For every line in the listing below that contains the word "fish", add one to the tally. State the final number and nothing else.

------

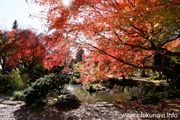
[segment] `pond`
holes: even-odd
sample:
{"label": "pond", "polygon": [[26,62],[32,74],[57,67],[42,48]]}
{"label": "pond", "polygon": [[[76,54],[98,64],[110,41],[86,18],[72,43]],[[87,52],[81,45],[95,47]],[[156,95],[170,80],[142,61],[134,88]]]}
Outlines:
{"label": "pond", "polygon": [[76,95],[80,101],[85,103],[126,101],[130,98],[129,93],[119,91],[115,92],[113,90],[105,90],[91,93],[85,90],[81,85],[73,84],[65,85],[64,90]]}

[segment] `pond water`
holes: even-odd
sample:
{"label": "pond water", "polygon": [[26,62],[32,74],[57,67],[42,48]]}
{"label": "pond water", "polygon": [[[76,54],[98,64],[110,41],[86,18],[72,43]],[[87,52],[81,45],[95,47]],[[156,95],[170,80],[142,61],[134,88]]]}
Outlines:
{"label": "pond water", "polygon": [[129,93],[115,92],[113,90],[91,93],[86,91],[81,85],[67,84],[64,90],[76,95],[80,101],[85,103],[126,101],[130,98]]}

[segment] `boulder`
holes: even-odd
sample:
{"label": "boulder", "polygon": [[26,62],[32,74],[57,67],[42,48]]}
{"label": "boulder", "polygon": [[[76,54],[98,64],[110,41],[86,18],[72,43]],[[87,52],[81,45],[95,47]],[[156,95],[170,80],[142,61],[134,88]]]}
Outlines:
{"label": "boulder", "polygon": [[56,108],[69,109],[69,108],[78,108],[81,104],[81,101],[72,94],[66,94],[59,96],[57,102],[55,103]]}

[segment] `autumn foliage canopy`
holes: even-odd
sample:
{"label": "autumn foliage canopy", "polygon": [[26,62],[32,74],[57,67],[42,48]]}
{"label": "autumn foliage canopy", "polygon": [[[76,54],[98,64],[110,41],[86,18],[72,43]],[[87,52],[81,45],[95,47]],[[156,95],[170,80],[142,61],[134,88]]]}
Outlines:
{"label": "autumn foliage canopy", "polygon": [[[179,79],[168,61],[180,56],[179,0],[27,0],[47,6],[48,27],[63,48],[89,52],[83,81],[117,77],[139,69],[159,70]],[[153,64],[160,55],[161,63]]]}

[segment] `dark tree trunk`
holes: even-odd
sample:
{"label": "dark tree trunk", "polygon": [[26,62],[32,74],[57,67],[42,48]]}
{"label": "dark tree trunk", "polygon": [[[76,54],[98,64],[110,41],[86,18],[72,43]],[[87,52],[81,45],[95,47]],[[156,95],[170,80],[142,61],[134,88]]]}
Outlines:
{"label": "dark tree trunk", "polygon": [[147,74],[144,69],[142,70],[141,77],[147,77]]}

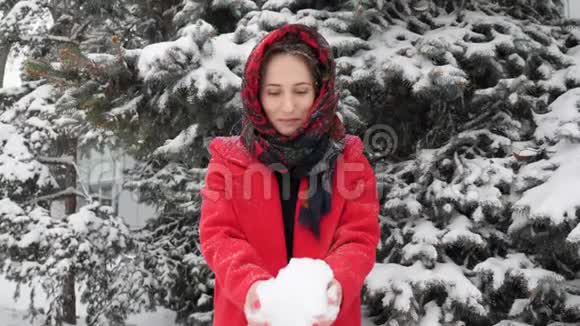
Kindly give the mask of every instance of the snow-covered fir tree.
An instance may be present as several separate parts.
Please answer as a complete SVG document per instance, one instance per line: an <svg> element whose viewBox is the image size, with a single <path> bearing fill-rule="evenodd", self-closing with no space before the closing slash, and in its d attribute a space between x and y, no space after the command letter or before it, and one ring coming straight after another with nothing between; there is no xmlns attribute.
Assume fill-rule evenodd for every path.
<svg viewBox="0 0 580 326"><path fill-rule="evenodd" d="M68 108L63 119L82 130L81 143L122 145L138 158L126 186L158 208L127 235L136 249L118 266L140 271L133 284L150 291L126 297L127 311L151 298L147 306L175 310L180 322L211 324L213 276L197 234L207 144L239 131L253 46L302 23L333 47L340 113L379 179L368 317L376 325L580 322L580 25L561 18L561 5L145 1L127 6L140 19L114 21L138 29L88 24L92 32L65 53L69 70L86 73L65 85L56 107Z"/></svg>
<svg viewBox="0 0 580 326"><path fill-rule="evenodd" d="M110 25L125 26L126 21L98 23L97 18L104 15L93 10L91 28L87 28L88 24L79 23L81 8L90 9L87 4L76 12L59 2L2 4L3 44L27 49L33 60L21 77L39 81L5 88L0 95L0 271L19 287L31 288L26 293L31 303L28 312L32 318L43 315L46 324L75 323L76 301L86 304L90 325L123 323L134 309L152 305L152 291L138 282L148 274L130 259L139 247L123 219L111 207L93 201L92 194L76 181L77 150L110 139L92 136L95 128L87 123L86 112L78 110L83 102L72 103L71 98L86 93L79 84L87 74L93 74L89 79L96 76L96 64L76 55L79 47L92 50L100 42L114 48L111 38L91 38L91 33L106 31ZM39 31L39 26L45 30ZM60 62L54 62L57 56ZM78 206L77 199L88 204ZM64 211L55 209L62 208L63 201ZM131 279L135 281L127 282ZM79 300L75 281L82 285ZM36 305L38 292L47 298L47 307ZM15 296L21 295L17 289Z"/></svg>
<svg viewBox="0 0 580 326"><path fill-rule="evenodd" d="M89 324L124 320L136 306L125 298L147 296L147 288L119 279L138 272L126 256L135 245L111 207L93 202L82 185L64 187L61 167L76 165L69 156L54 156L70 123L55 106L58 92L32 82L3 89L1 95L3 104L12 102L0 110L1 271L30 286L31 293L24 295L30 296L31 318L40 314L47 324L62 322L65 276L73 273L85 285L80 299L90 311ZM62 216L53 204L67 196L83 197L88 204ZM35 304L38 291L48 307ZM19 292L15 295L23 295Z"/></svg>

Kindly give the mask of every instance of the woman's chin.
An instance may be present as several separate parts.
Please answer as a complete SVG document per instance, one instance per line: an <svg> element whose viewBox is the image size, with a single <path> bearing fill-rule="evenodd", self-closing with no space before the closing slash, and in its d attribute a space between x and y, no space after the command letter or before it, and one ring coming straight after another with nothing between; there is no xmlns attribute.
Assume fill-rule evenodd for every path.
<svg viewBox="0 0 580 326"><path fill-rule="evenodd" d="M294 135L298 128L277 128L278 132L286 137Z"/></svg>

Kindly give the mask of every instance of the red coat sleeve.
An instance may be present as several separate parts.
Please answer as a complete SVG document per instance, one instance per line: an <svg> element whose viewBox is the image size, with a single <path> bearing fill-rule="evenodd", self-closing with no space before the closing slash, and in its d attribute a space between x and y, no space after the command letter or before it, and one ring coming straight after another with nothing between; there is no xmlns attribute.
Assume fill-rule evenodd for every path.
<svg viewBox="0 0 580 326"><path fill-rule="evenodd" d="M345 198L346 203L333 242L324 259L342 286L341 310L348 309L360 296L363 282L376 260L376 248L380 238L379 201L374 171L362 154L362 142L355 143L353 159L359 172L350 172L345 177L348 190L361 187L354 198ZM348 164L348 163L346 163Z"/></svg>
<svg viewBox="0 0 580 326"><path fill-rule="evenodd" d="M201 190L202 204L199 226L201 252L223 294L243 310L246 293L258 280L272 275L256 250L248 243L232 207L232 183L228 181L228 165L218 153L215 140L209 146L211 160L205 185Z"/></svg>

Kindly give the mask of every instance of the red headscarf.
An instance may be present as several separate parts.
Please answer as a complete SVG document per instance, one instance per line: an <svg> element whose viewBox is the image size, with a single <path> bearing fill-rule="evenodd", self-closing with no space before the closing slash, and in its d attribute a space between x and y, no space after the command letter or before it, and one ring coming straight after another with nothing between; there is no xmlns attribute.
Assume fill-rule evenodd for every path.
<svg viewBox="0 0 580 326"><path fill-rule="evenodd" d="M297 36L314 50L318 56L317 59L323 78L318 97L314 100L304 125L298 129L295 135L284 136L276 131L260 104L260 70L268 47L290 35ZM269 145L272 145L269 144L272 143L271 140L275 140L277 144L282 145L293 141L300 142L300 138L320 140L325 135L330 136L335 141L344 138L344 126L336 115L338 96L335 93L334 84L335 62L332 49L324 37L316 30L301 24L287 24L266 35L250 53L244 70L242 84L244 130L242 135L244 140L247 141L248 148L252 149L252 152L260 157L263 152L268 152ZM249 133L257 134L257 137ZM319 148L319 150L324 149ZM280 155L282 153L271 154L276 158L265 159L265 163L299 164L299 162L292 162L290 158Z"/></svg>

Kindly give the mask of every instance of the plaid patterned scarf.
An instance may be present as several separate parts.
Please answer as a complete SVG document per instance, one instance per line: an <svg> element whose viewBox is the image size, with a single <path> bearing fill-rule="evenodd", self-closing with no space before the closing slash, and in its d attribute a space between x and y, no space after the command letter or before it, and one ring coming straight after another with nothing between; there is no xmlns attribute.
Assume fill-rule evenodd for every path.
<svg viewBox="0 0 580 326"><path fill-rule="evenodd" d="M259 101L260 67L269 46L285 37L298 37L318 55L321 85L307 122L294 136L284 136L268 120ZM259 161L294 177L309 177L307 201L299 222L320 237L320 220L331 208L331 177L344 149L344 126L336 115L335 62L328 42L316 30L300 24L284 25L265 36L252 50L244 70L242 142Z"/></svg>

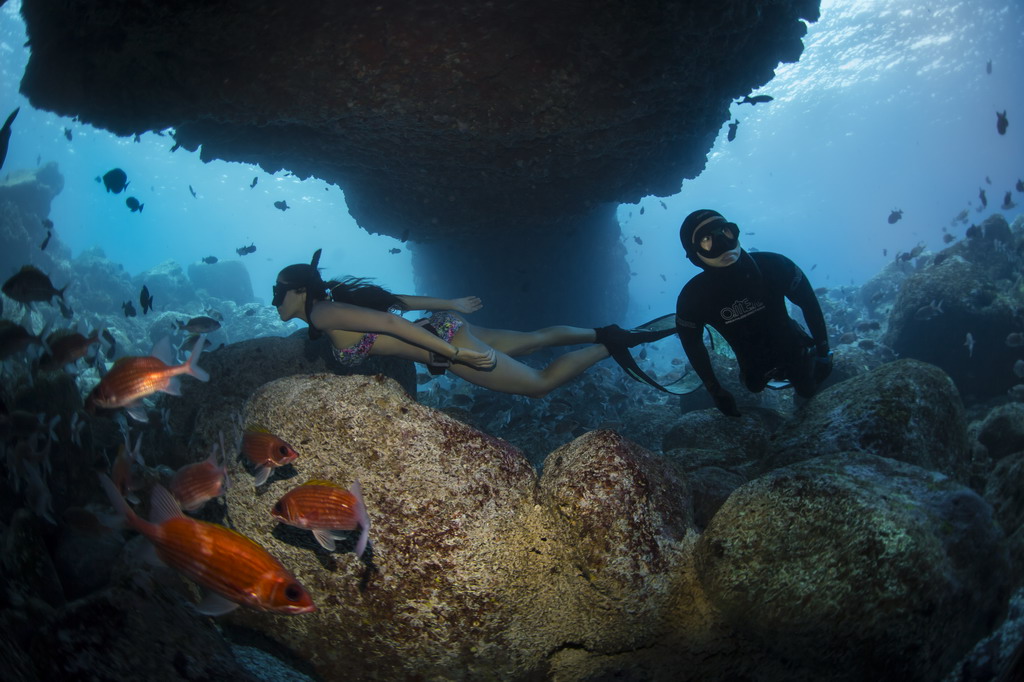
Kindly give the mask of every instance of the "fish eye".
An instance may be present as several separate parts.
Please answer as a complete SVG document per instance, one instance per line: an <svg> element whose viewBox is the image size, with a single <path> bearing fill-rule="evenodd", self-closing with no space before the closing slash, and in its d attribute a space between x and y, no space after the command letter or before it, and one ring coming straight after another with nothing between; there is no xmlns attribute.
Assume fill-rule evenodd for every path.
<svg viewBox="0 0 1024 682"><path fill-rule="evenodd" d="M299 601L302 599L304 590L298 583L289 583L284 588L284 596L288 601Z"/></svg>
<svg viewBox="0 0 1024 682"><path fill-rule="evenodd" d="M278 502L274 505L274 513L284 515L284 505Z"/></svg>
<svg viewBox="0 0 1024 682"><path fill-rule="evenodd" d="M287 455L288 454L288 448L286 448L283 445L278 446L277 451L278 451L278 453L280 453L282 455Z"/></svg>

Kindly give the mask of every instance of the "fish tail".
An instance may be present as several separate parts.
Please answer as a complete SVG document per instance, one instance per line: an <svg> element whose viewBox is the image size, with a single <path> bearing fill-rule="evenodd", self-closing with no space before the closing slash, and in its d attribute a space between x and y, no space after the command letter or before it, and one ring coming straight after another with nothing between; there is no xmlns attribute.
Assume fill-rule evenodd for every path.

------

__Written reply__: 2